--- Exercise aim ---
Copy the records verbatim, starting with the line that contains "Batch job #47 — class: eyeglasses." and going on through the line that contains "432;271;526;351", both included.

--- Supplied material ---
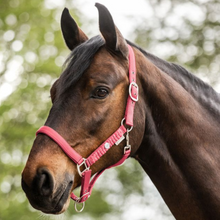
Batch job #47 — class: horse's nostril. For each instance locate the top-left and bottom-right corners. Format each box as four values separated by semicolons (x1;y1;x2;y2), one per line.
33;168;54;196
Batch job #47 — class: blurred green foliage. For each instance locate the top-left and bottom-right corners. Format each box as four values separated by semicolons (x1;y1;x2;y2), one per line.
0;0;220;220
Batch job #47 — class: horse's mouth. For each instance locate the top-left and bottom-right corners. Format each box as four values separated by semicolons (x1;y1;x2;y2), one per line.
53;181;73;214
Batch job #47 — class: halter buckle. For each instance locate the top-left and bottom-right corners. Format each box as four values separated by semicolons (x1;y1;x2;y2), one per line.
77;158;90;177
74;201;85;212
128;82;138;102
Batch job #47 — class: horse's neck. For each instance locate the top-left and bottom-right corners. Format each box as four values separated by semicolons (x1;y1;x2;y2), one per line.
136;49;220;220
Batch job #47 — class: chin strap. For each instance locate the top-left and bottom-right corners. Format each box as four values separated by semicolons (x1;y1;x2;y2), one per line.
36;45;138;212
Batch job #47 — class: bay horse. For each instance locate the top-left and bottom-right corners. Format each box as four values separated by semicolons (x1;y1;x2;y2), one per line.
22;4;220;220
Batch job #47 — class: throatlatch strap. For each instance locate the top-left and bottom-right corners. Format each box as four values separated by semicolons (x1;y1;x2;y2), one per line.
36;126;83;164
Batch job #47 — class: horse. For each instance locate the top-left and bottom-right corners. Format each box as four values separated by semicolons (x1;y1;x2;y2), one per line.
22;3;220;220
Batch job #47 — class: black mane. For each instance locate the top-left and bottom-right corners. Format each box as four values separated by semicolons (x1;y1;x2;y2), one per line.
128;41;220;117
59;35;105;94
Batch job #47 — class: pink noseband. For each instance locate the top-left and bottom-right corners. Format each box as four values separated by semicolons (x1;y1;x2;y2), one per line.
36;45;138;212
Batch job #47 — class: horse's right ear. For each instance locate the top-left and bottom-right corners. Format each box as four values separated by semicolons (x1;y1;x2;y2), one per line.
61;8;88;50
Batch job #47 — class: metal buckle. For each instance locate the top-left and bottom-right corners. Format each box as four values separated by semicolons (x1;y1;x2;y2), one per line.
121;118;133;132
77;158;90;177
74;201;85;212
124;145;131;154
128;82;138;102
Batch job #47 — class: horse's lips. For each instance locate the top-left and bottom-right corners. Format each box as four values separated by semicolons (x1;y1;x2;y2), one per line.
54;182;72;214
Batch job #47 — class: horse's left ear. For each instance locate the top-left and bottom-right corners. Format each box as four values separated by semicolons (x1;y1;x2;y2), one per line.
61;8;88;50
95;3;129;59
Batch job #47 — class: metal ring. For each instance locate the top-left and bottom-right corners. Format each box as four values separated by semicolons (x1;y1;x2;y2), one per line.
121;118;133;132
74;202;85;213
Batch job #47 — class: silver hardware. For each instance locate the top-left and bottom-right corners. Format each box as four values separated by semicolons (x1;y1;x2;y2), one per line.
115;135;125;145
77;158;90;177
124;129;131;154
128;82;138;102
124;145;131;154
121;118;133;132
104;142;110;150
74;202;85;212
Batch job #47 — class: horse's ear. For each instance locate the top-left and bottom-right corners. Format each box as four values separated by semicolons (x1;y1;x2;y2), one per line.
95;3;129;58
61;8;88;50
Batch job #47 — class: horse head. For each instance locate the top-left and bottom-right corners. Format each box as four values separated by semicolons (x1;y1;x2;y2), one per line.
22;4;144;214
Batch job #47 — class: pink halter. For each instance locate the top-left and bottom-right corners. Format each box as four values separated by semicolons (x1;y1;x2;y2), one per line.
36;45;138;212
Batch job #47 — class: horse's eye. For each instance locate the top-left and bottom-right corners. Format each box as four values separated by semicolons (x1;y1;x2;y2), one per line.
92;87;109;99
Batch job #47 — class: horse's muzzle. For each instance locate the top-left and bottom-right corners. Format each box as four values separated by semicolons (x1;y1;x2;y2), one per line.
21;167;73;214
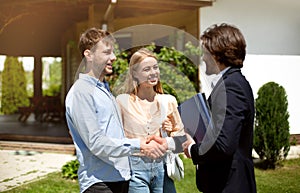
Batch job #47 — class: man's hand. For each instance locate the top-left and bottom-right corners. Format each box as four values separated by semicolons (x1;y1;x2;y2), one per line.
182;133;195;158
141;137;168;159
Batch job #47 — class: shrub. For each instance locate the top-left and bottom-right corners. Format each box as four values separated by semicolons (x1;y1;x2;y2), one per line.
62;159;79;180
253;82;290;168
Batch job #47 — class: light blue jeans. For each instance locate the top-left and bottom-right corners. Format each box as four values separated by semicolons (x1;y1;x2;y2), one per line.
164;164;176;193
128;156;164;193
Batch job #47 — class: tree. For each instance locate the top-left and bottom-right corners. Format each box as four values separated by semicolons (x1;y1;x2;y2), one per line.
1;56;29;114
253;82;290;168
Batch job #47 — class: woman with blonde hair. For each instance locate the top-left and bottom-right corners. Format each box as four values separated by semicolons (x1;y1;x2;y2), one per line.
117;48;185;193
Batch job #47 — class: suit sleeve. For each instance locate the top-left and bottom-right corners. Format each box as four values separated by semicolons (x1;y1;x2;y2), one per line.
191;81;248;164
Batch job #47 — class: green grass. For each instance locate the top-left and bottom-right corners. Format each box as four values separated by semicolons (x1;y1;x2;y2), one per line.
5;159;300;193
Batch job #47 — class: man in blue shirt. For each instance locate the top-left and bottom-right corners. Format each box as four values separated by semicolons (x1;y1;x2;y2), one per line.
65;28;167;193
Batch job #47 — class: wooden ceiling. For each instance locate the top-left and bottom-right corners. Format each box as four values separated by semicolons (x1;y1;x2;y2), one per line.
0;0;212;56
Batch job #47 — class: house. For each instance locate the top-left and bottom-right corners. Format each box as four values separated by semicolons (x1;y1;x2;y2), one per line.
0;0;213;146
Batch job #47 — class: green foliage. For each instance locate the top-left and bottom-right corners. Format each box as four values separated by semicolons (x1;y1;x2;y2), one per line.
108;43;200;103
253;82;290;168
61;159;79;180
3;158;300;193
1;56;29;114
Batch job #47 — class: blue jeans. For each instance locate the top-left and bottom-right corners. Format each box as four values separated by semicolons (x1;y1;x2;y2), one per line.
128;156;164;193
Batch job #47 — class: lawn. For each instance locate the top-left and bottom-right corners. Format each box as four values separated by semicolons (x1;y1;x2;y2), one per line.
5;159;300;193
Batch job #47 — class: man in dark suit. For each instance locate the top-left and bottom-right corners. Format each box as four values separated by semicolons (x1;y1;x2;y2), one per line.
183;24;256;193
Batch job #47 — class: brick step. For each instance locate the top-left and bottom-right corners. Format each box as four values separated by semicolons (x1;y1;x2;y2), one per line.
0;141;75;155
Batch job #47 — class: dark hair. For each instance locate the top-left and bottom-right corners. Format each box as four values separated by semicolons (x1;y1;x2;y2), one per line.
200;23;246;68
78;27;115;57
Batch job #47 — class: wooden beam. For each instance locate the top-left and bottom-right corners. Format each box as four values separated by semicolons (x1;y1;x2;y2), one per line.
117;0;212;10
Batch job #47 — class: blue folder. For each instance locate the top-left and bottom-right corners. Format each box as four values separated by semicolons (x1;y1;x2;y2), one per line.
178;93;212;143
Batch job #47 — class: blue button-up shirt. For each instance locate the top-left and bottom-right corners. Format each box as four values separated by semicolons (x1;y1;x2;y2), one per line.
65;74;140;192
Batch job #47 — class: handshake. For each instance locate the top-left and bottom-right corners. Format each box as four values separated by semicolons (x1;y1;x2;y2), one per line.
140;134;195;159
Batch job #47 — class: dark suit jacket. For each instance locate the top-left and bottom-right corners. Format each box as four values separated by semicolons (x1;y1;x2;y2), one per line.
191;68;256;193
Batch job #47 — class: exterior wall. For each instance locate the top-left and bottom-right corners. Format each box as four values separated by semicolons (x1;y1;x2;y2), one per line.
201;0;300;134
62;7;199;96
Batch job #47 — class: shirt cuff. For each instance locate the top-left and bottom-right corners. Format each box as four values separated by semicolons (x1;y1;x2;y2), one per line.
166;137;176;151
124;139;141;154
188;143;196;157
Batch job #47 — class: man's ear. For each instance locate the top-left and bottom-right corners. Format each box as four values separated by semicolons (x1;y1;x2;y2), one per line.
83;50;92;61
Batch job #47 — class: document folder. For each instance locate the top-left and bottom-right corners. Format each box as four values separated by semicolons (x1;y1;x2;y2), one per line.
178;93;211;143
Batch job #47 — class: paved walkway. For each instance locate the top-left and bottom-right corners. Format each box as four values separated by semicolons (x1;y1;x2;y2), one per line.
0;150;76;192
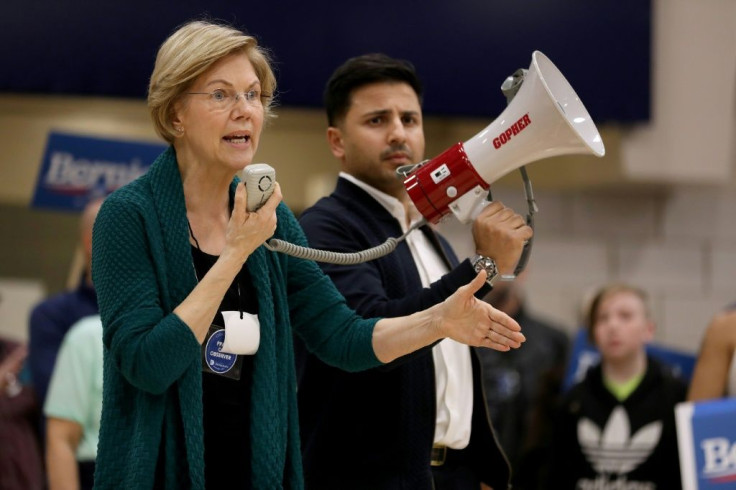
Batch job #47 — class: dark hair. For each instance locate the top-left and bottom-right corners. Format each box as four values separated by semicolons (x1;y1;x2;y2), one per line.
584;283;651;341
324;53;422;126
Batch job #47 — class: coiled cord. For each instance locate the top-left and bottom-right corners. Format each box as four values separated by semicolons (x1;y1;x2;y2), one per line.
264;219;427;265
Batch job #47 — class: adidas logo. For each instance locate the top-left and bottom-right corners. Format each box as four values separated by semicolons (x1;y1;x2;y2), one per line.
578;406;662;475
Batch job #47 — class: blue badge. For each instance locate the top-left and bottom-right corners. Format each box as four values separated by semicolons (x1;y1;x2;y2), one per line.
204;328;238;374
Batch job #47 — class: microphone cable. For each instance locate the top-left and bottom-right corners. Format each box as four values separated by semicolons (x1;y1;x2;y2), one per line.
263;218;427;265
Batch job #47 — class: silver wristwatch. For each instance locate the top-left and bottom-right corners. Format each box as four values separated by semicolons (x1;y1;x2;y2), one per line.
471;255;499;286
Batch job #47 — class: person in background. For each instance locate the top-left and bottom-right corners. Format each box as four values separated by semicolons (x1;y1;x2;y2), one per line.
43;315;102;490
0;338;44;490
547;284;687;490
687;309;736;402
298;54;532;490
92;21;524;490
477;269;570;490
28;198;103;440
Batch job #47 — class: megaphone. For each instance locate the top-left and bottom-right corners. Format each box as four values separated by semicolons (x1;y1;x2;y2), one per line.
266;51;606;266
398;51;606;224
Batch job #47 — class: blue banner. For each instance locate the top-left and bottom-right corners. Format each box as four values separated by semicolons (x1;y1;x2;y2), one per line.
675;398;736;490
31;132;166;211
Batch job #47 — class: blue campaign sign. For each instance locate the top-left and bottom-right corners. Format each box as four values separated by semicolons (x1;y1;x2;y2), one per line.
31;132;166;211
676;398;736;490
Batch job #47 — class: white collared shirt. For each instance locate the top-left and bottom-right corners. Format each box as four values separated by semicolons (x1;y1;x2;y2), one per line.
340;172;473;449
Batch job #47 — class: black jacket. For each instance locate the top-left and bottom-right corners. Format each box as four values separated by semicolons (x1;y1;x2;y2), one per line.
548;358;687;490
297;179;509;490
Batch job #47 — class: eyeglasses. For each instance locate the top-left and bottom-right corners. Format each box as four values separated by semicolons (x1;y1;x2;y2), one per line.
187;89;271;110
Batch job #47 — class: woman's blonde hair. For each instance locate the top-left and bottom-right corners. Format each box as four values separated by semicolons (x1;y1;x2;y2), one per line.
584;283;651;341
148;21;276;143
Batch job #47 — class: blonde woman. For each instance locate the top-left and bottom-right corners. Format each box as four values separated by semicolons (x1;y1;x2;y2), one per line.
92;21;524;489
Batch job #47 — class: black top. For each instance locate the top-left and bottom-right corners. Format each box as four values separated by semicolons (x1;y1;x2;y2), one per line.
192;246;258;488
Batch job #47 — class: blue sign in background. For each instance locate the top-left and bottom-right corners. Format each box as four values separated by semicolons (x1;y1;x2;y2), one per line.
31;132;166;211
677;398;736;490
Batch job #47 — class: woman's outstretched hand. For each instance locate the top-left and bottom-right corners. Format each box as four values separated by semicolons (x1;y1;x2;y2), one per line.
432;271;526;351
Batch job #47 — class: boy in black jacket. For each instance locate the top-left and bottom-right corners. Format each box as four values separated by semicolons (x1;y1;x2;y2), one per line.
548;284;687;490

--- Complete output ---
Batch job #47 — class: eyeglasses. For each instance locate the top-left and bottom-right corners. Format each box as four values separated by semicolons (x1;y1;x2;y2), one per line.
187;89;271;110
Batch job #47 — class: woman's blonde hair. For each instance locate the top-left and bottom-right corners. Format each box as four values separated by semicolons (x1;y1;x2;y2), one per line.
584;283;651;341
148;21;276;143
Batch job #47 — class: blonde woman. For each instance locate the top-left and bottom-right corners. Format each box as four values separated by semicolons (x1;y1;x2;y2), one per line.
92;21;524;489
Batch job #47 — class: black top. For each instance locate the top-left and bottom-right corners. Format each box as four values separated by semicolons (x1;y1;x2;y2), one per line.
192;246;258;488
Batch job #47 — class: blue sign in background. For each instance locate the top-left and bottom-right corners. Format each box as four values separated by semicolons (x1;y1;x2;y2), one per line.
31;132;166;211
677;398;736;490
Batch job #47 — class: woman's outstretched hand. For each instance locate the top-left and bottom-right corners. Format each box as four values separated by semicolons (x1;y1;x2;y2), one per line.
432;271;526;351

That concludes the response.